[EXTRAIT RETENU]:
◇ ◇ ◇ ◇

Une série passionnante, méticuleuse, obsessionnelle sur la nature criminelle de l’Homme.
Passé maître dans l’exploration des esprits les plus torturés, David Fincher revient non pas sur le grand écran mais sur le petit écran avec la série Mindhunter, sous la bannière Netflix. Producteur mais aussi réalisateur de quatre épisodes, les deux premiers et deux derniers de la saison, le cinéaste s’attaque à la figure du « serial killer » en remontant aux origines du « profilage », terminologie née à la fin des années 70. Aux côtés de quelques autres réalisateurs, au style relativement similaire, Fincher fait montre encore une fois d’une science redoutablement minutieuse, s’attarde sur chaque étape de l’enquête, sans perdre de vue la trajectoire intime de ses personnages, à l’instar de ce qu’il avait accompli dans Zodiac.
Ici, nous suivons trois agents du FBI, Holden Ford (Jonathan Groff) et Bill Tench (Holt McCallany), bientôt rejoints par Wendy Carr (Anna Torv), instigateurs de nouvelles méthodes d’analyse comportementale. Leur objectif : parvenir à établir un diagnostic psychologique généralisable à l’ensemble des criminels. Plus encore que l’enjeu théorique, c’est la mise en pratique qui passionne lorsque Holden et Bill se retrouvent à interroger les plus grands tueurs en série du pays dans le parloir ou la cellule d’une prison. Ces face-à-face, véritables morceaux de bravoure à eux-seuls, sont autant de tentatives de désacralisation du Mal. Dès la première confrontation, la série met les points sur les « i » : il n’y aura pas de génie psychopathe à l’intelligence diabolique, uniquement des individus effroyablement ordinaires.

◇ ◇ ◇ ◇

[DONNÉES FOURNIES]:
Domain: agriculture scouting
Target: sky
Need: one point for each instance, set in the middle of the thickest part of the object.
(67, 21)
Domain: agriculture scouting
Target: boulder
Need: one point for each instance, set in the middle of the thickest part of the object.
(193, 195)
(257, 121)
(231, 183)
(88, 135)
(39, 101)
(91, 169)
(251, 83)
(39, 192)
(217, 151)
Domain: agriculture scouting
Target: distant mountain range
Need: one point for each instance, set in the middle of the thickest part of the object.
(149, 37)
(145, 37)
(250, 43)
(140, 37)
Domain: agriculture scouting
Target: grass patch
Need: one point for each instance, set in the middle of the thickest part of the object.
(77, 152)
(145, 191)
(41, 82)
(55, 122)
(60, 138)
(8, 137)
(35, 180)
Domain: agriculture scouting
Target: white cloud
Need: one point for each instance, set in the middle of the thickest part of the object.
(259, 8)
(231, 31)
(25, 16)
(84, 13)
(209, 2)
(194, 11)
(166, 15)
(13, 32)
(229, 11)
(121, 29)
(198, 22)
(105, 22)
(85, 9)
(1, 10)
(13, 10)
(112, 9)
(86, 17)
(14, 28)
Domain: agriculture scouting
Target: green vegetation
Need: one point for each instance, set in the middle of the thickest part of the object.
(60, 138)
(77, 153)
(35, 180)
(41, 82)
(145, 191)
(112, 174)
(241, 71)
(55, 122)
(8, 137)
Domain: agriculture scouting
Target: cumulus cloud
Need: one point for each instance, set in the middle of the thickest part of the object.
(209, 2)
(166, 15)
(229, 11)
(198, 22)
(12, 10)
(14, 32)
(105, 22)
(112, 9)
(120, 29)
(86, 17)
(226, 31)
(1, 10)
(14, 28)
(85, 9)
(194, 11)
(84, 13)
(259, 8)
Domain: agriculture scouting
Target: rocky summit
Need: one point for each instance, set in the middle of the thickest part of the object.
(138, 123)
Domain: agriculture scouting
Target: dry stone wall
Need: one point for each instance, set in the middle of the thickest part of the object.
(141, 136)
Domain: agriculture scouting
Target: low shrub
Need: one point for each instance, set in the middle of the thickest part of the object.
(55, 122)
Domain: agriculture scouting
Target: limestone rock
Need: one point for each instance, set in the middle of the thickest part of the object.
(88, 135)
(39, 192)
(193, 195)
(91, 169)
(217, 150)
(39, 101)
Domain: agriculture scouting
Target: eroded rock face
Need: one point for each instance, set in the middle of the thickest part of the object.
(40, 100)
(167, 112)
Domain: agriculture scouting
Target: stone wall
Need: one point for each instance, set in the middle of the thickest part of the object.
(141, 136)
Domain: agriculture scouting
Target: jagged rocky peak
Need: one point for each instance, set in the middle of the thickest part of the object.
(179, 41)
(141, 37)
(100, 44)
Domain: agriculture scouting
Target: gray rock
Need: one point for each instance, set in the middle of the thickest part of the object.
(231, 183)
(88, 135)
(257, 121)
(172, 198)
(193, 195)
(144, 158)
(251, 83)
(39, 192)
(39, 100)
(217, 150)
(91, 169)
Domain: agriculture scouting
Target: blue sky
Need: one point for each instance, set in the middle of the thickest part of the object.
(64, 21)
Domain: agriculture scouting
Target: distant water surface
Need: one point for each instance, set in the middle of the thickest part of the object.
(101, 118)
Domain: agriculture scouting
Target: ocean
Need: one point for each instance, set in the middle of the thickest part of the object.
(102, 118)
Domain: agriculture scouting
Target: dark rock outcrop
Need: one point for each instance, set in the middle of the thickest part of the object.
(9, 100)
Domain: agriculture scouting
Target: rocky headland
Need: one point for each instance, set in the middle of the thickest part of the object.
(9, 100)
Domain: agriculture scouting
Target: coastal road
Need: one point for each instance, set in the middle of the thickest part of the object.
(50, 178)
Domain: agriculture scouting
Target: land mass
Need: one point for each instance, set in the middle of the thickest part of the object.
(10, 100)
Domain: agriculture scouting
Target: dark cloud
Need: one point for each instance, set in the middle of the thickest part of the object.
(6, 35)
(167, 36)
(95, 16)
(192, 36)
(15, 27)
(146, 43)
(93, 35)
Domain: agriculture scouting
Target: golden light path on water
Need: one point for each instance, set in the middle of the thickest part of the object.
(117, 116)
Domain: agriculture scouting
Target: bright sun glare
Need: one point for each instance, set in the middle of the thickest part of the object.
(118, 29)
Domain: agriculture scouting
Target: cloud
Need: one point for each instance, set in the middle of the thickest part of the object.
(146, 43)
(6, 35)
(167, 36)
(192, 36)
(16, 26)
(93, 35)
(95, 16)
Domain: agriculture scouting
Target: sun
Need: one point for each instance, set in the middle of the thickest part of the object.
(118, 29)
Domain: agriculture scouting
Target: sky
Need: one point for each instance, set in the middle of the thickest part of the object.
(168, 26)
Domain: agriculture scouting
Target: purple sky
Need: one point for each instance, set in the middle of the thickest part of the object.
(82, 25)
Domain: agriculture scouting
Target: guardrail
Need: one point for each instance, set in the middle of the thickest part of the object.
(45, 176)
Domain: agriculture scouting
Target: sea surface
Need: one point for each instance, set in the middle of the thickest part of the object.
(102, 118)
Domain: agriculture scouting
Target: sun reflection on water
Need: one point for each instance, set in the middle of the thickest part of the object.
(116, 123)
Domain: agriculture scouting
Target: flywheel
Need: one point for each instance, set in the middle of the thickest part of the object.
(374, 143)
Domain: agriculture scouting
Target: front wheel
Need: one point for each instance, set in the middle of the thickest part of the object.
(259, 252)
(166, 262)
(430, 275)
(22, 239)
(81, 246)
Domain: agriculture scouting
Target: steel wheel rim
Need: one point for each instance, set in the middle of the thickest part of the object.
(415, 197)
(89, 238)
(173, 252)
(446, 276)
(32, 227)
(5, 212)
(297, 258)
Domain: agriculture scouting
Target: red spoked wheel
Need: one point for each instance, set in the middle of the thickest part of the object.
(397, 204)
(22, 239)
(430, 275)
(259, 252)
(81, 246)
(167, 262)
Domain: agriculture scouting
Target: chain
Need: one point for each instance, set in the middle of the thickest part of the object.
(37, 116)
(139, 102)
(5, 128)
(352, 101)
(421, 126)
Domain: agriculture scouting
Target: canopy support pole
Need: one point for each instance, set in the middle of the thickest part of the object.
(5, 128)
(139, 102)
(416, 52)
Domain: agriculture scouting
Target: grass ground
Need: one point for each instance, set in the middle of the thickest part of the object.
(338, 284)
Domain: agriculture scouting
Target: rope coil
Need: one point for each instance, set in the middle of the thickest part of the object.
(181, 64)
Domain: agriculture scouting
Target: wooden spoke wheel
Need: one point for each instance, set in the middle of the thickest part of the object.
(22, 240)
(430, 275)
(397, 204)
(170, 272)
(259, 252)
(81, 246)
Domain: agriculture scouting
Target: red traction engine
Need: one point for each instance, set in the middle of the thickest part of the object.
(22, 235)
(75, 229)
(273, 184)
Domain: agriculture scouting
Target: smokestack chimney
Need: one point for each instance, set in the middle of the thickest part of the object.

◇ ◇ ◇ ◇

[TRAVAIL DEMANDÉ]:
A – Indiquez si chacune des affirmations suivantes concorde avec l'extrait retenu, en répondant par oui ou par non et en citant les mots décisifs de celui-ci : (i) David Fincher a réalisé quatre épisodes de la saison ; (ii) le terme de « profilage » est apparu au début des années 60 ; (iii) le rôle de Wendy Carr est tenu par Anna Torv.
B – Relevez tous les noms d'acteurs mentionnés entre parenthèses dans l'extrait retenu.
C – Recopiez fidèlement le passage de l'extrait retenu qui commence par « Ici, nous suivons » et se termine par « individus effroyablement ordinaires. ».
Les items constituent un matériau distinct de l'extrait retenu.

[VOS RÉPONSES RÉDIGÉES]:
A –
(i) Oui : « réalisateur de quatre épisodes ».
(ii) Non : « terminologie née à la fin des années 70 ».
(iii) Oui : « Wendy Carr (Anna Torv) ».

B – Jonathan Groff, Holt McCallany, Anna Torv.

C –
Ici, nous suivons trois agents du FBI, Holden Ford (Jonathan Groff) et Bill Tench (Holt McCallany), bientôt rejoints par Wendy Carr (Anna Torv), instigateurs de nouvelles méthodes d’analyse comportementale. Leur objectif : parvenir à établir un diagnostic psychologique généralisable à l’ensemble des criminels. Plus encore que l’enjeu théorique, c’est la mise en pratique qui passionne lorsque Holden et Bill se retrouvent à interroger les plus grands tueurs en série du pays dans le parloir ou la cellule d’une prison. Ces face-à-face, véritables morceaux de bravoure à eux-seuls, sont autant de tentatives de désacralisation du Mal. Dès la première confrontation, la série met les points sur les « i » : il n’y aura pas de génie psychopathe à l’intelligence diabolique, uniquement des individus effroyablement ordinaires.